Task: Please write out the material below exactly as given.
>> begin
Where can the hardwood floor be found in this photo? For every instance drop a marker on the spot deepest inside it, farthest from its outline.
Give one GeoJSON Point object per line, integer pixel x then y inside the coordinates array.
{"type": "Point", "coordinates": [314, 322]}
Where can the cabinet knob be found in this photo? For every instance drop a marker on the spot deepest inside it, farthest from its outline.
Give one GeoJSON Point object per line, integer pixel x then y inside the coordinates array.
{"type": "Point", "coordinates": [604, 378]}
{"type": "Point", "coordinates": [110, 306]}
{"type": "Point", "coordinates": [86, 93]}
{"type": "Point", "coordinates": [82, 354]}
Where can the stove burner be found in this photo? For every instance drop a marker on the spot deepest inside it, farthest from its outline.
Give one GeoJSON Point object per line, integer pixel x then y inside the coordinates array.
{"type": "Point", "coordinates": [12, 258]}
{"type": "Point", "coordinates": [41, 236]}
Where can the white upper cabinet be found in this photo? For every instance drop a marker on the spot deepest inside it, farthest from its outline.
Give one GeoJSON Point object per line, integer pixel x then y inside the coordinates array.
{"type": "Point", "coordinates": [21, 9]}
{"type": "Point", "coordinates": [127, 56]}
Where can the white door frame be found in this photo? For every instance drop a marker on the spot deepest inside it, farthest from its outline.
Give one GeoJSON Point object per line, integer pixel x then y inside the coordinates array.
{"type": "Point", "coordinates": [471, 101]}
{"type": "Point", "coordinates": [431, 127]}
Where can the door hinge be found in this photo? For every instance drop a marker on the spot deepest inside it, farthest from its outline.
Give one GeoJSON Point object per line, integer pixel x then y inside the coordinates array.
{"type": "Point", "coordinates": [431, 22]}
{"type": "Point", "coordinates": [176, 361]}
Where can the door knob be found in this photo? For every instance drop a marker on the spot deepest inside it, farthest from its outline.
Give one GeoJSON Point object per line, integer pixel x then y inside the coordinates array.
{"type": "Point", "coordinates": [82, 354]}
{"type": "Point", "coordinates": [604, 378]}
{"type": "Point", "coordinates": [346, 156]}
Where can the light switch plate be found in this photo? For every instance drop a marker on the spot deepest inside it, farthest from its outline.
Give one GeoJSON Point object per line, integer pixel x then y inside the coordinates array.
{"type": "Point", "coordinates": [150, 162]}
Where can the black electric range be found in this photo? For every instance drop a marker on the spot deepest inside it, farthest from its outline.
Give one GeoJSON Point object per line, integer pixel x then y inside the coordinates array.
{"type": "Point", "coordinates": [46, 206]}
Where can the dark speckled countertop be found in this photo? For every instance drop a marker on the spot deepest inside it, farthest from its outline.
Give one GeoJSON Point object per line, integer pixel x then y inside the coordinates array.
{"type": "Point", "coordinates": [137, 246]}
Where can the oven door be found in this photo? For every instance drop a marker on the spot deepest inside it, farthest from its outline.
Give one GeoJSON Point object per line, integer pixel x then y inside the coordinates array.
>> end
The completed task:
Where can the hardwood floor be found in this photo? For every instance drop a marker on the spot deepest inside it, farthest from its outline.
Give one GeoJSON Point object per line, integer pixel x then y inside the coordinates array.
{"type": "Point", "coordinates": [314, 322]}
Where can the cabinet knob be found in this photo? For every instance drop a marker on the spot deepest inside it, farthest from its outline.
Give one GeoJSON Point object per line, integer pixel x then y inside the coordinates array.
{"type": "Point", "coordinates": [604, 378]}
{"type": "Point", "coordinates": [110, 306]}
{"type": "Point", "coordinates": [86, 93]}
{"type": "Point", "coordinates": [82, 354]}
Where can the stove burner be found in this photo? For every instance drop a marker on the spot deepest inside it, farthest from its outline.
Give one GeoJSON Point object per line, integer pixel x then y inside the coordinates array.
{"type": "Point", "coordinates": [12, 258]}
{"type": "Point", "coordinates": [41, 236]}
Where can the white upper cabinet be found in this photo? For every instance drop a marker on the spot deepest inside it, farthest from its outline.
Give one GeoJSON Point object per line, integer pixel x then y inside the coordinates array.
{"type": "Point", "coordinates": [21, 9]}
{"type": "Point", "coordinates": [127, 56]}
Where can the white door frame be found in this photo? For every instance drop a marker on the spot deepest inside it, farthest from its outline.
Give one GeoJSON Point object per line, integer pixel x then y inside the coordinates array.
{"type": "Point", "coordinates": [471, 101]}
{"type": "Point", "coordinates": [431, 127]}
Where can the door hinge be found in this photo? For every instance drop a marker on the spot deepest inside it, farthest from its outline.
Give one GeoJSON Point object per line, integer pixel x then y inside the coordinates array.
{"type": "Point", "coordinates": [431, 22]}
{"type": "Point", "coordinates": [176, 361]}
Where can the door knob be found in this photo? For every instance drop a marker on the spot deepest inside it, farthest from its outline.
Give one GeoJSON Point object per line, integer pixel x then y inside the coordinates array.
{"type": "Point", "coordinates": [82, 354]}
{"type": "Point", "coordinates": [604, 378]}
{"type": "Point", "coordinates": [346, 156]}
Where can the light switch plate be found in this photo? For every instance drop a marker on the spot deepest inside it, farthest from its outline.
Give one GeoJSON Point object per line, integer pixel x then y inside the coordinates array.
{"type": "Point", "coordinates": [150, 162]}
Where can the black electric range be found in this photo? For every instance drop a marker on the spot deepest inside it, farthest from its outline.
Give one GeoJSON Point object per line, integer pixel x then y inside the coordinates array.
{"type": "Point", "coordinates": [46, 206]}
Where can the dark speckled countertop be found in this photo? For every instance drop a marker on the spot deepest inside it, farthest from its outline.
Give one GeoJSON Point object per line, integer pixel x then y inside the coordinates array.
{"type": "Point", "coordinates": [137, 246]}
Where can the oven door be found in this photo? For every instance drop a marker on the spot deepest inside it, farthest from its outline.
Give one GeoJSON Point object per line, integer pixel x then y inside the coordinates array.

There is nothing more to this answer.